Collected data entries:
———

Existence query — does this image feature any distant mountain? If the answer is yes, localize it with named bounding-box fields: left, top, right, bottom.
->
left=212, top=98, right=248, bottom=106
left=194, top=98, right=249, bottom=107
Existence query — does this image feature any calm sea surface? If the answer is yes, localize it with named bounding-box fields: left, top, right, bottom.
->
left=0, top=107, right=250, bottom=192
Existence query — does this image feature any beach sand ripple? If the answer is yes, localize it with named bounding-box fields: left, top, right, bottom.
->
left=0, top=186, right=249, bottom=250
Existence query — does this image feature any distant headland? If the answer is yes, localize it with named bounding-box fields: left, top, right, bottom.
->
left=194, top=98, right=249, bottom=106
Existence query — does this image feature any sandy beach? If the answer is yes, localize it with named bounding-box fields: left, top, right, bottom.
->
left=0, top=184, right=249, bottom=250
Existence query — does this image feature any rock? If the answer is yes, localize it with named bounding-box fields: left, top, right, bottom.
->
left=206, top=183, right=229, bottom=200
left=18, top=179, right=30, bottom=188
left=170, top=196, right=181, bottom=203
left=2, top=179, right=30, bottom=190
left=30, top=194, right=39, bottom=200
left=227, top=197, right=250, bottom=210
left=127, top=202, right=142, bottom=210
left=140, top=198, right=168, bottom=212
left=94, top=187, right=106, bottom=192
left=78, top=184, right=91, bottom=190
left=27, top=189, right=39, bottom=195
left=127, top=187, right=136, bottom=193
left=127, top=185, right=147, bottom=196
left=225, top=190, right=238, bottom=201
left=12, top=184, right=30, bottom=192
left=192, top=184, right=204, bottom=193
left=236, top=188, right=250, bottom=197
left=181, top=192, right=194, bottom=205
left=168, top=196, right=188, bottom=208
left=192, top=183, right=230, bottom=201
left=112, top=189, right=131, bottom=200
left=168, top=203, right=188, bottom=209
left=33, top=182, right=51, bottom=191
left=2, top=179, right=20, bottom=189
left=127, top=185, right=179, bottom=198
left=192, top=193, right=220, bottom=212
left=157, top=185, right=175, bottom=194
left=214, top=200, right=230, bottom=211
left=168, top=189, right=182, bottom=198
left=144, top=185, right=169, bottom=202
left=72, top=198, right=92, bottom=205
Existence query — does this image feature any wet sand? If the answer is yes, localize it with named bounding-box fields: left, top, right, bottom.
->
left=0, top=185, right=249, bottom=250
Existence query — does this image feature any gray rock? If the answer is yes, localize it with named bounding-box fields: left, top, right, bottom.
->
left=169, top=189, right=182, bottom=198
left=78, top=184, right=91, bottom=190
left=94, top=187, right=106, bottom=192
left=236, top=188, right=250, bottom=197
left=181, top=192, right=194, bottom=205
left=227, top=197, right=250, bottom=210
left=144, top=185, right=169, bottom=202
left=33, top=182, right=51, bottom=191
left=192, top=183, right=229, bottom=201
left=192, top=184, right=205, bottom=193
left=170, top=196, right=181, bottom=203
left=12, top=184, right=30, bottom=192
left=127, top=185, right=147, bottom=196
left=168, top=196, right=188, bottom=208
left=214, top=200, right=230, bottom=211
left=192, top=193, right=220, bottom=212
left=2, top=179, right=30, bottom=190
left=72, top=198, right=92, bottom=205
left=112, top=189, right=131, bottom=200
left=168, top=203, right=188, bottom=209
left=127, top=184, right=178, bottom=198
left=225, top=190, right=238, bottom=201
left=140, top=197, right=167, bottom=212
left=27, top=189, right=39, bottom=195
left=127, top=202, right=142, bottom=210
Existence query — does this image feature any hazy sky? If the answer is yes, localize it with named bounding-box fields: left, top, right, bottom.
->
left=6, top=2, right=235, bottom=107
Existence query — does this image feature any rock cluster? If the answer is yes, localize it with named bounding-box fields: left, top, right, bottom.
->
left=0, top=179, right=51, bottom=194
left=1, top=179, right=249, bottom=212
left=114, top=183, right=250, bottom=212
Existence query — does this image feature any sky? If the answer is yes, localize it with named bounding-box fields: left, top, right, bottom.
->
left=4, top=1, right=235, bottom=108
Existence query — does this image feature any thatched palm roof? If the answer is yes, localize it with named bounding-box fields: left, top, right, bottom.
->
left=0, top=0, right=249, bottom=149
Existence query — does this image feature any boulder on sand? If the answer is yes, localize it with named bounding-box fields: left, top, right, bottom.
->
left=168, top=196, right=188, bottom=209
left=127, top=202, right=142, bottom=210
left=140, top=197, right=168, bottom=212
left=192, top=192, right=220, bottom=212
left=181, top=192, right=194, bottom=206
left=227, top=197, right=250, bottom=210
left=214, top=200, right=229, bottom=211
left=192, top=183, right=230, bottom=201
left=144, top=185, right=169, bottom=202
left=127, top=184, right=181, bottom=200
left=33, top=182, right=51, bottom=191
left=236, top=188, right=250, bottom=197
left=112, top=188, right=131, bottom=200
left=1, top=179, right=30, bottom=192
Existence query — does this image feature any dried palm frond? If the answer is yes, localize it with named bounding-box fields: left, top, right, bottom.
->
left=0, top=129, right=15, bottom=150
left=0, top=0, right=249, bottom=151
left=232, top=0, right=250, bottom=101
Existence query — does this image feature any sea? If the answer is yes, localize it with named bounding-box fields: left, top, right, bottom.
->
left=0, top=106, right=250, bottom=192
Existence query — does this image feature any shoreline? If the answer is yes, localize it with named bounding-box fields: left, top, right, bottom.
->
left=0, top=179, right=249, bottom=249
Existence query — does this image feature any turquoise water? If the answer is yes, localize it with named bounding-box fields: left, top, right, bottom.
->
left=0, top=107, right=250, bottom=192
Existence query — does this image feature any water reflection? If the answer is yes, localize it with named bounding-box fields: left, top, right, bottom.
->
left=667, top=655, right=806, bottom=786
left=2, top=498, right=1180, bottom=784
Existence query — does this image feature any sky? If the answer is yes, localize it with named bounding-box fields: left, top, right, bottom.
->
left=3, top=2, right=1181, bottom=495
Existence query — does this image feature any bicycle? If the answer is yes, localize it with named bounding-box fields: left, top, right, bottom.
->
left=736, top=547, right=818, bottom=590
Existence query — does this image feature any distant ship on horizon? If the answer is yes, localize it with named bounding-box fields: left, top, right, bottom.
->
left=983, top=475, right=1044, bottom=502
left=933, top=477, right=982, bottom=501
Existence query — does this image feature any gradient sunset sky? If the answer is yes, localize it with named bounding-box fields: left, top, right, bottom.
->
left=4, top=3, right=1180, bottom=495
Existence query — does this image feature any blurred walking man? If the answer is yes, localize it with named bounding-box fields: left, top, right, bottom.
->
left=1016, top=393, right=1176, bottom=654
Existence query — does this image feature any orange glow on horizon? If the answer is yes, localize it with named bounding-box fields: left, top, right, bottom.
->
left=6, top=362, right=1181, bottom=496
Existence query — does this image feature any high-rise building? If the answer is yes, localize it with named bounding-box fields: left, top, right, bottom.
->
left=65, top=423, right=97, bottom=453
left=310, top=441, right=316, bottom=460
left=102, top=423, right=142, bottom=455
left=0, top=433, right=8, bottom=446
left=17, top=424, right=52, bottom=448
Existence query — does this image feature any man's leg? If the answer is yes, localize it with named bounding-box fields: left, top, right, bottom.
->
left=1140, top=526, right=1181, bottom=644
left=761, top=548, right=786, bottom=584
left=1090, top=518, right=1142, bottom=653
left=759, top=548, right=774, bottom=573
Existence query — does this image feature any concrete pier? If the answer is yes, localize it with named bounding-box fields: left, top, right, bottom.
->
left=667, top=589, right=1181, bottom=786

———

## WHAT YOU SHOULD DO:
Retype the data shown above so that each line matches the original.

## OUTPUT FOR THIS EXERCISE:
Existence query — does this image feature any distant mountain? If the answer is yes, localize it with named bounding-box fields: left, top, right, bottom.
->
left=212, top=98, right=248, bottom=106
left=194, top=98, right=249, bottom=107
Existence query — does this image feature any calm sea surface? If the answer is yes, localize it with named bounding-box fields: left, top, right, bottom.
->
left=0, top=107, right=250, bottom=192
Existence query — does this image feature any beach sand ripple? If the answer is yes, localize it with named bounding-box fields: left, top, right, bottom.
->
left=0, top=186, right=249, bottom=250
Existence query — does this image feature any distant headland? If the answer is yes, localize it with named bounding-box fields: left, top, right, bottom.
->
left=194, top=98, right=249, bottom=106
Existence query — does this image feature any sandy beach? If the answer is yes, localize it with named bounding-box fields: left, top, right, bottom.
->
left=0, top=184, right=249, bottom=250
Existence query — does this image feature any rock? If the answer is yes, localize it with named bounding-box fields: left, top, right, bottom.
->
left=206, top=183, right=229, bottom=200
left=18, top=179, right=30, bottom=188
left=170, top=196, right=181, bottom=203
left=2, top=179, right=30, bottom=190
left=30, top=194, right=39, bottom=200
left=227, top=197, right=250, bottom=210
left=127, top=202, right=142, bottom=210
left=140, top=198, right=168, bottom=212
left=94, top=187, right=106, bottom=192
left=78, top=184, right=91, bottom=190
left=27, top=189, right=39, bottom=195
left=127, top=187, right=136, bottom=193
left=127, top=185, right=147, bottom=196
left=225, top=190, right=238, bottom=201
left=12, top=184, right=30, bottom=192
left=192, top=184, right=204, bottom=193
left=236, top=188, right=250, bottom=197
left=181, top=192, right=194, bottom=205
left=168, top=196, right=188, bottom=208
left=192, top=183, right=230, bottom=201
left=112, top=189, right=131, bottom=200
left=168, top=203, right=188, bottom=209
left=33, top=182, right=51, bottom=191
left=2, top=179, right=20, bottom=189
left=127, top=185, right=179, bottom=198
left=192, top=193, right=220, bottom=212
left=157, top=185, right=175, bottom=194
left=214, top=200, right=230, bottom=211
left=168, top=189, right=182, bottom=198
left=144, top=185, right=169, bottom=202
left=72, top=198, right=92, bottom=205
Existence query — does this image feature any wet sand? If the answer is yes, localize it with named bounding-box fields: left, top, right, bottom.
->
left=0, top=185, right=249, bottom=250
Existence query — does this image feature any gray rock? If the answer is yes, localize it with named bounding-box fields: left, top, right, bottom.
->
left=169, top=189, right=182, bottom=198
left=78, top=184, right=91, bottom=190
left=94, top=187, right=106, bottom=192
left=236, top=188, right=250, bottom=197
left=181, top=192, right=194, bottom=205
left=227, top=197, right=250, bottom=210
left=144, top=185, right=169, bottom=202
left=33, top=182, right=51, bottom=191
left=192, top=183, right=229, bottom=201
left=192, top=184, right=205, bottom=193
left=170, top=196, right=181, bottom=203
left=12, top=184, right=30, bottom=192
left=127, top=185, right=147, bottom=196
left=168, top=196, right=188, bottom=208
left=214, top=200, right=230, bottom=211
left=192, top=193, right=220, bottom=212
left=2, top=179, right=30, bottom=190
left=72, top=198, right=92, bottom=205
left=112, top=189, right=131, bottom=200
left=168, top=203, right=188, bottom=209
left=127, top=184, right=178, bottom=198
left=225, top=190, right=238, bottom=201
left=140, top=197, right=167, bottom=212
left=27, top=189, right=39, bottom=195
left=127, top=202, right=142, bottom=210
Existence query — does this image feature any hazy sky? If the answer is yes, localize it with named bounding-box fields: left, top, right, bottom.
->
left=6, top=2, right=235, bottom=107
Existence query — does this image feature any rock cluster? If the answer is yes, localize it with named bounding-box fields: left, top, right, bottom.
->
left=0, top=179, right=51, bottom=194
left=1, top=179, right=249, bottom=212
left=114, top=183, right=250, bottom=212
Existence query — does this image feature any sky? If the answer is yes, localize it with named bounding-box fields: left, top, right, bottom.
->
left=4, top=1, right=235, bottom=108
Existence query — does this image feature any thatched palm roof? If the answer is yes, localize it with named bounding-box fields: left, top, right, bottom.
->
left=0, top=0, right=249, bottom=149
Existence query — does this image feature any boulder on sand? If the answer is yes, localize it with named bounding-box fields: left, top, right, bottom.
->
left=168, top=196, right=188, bottom=209
left=127, top=202, right=142, bottom=210
left=140, top=197, right=168, bottom=212
left=192, top=192, right=220, bottom=212
left=181, top=192, right=194, bottom=206
left=227, top=197, right=250, bottom=210
left=214, top=200, right=229, bottom=211
left=192, top=183, right=230, bottom=201
left=144, top=185, right=169, bottom=202
left=127, top=184, right=181, bottom=200
left=33, top=182, right=51, bottom=191
left=236, top=188, right=250, bottom=197
left=112, top=188, right=131, bottom=200
left=1, top=179, right=30, bottom=192
Existence query — does this image feature any dried palm frond? If the answer is yes, localize it with named bounding-box fields: left, top, right, bottom.
->
left=0, top=129, right=15, bottom=150
left=0, top=0, right=249, bottom=151
left=232, top=0, right=250, bottom=101
Existence query — does this image feature any sea? If the answer is yes, localize it with named bounding-box fields: left, top, right, bottom.
->
left=0, top=106, right=250, bottom=192
Existence query — does this image feature any shoreline? If the answer is yes, localize it with named bounding-box fields: left, top, right, bottom.
->
left=0, top=179, right=249, bottom=249
Existence query — does this image feature any turquoise water? If the answer is yes, localize it with named bounding-box fields: left, top, right, bottom.
->
left=0, top=107, right=250, bottom=192
Existence query — does this image feature any water reflection? If the answer is yes, localize it with named bounding-box fields: left, top, right, bottom.
->
left=667, top=655, right=806, bottom=786
left=2, top=498, right=1180, bottom=784
Existence query — does this image feature any sky? If the answer is yes, localize it with named bounding-box fields: left, top, right, bottom.
->
left=3, top=2, right=1181, bottom=495
Existence query — does this image feature any bicycle? If the answer is yes, localize it with named bounding-box fields: left, top, right, bottom.
->
left=736, top=547, right=818, bottom=590
Existence query — does this image feature any distant ship on horizon? If the answer is yes, localize it with named bounding-box fields: left, top, right, bottom.
->
left=983, top=475, right=1044, bottom=502
left=933, top=477, right=982, bottom=501
Existence query — does this image feature any gradient sunset sky? If the answer is yes, localize it with named bounding-box fields: left, top, right, bottom.
->
left=4, top=3, right=1180, bottom=495
Existence query — does this image feature any blurred walking man? If the answer is yes, localize it with named bounding-box fields: left, top, right, bottom.
->
left=1016, top=393, right=1176, bottom=654
Existence query — does this image feature any orange glow on horizon? If the answer is yes, localize it with named bounding-box fields: left, top, right, bottom.
->
left=6, top=362, right=1181, bottom=496
Existence query — does this image feature any high-rise building? If the answer is yes, localize it with named bounding-box fields: left, top, right, bottom.
->
left=65, top=423, right=97, bottom=453
left=310, top=441, right=316, bottom=460
left=102, top=423, right=142, bottom=455
left=0, top=433, right=8, bottom=446
left=17, top=424, right=52, bottom=448
Existence query — does this image feature any man's leg? If the answer is yes, localize it with named bounding-box fields: left, top, right, bottom.
->
left=1140, top=526, right=1181, bottom=644
left=761, top=548, right=786, bottom=584
left=1090, top=518, right=1142, bottom=653
left=759, top=548, right=774, bottom=573
Existence query — does this image feature any concrete pier? If the answer is yes, localize it with named bounding-box fields: left, top, right, bottom.
->
left=667, top=589, right=1181, bottom=786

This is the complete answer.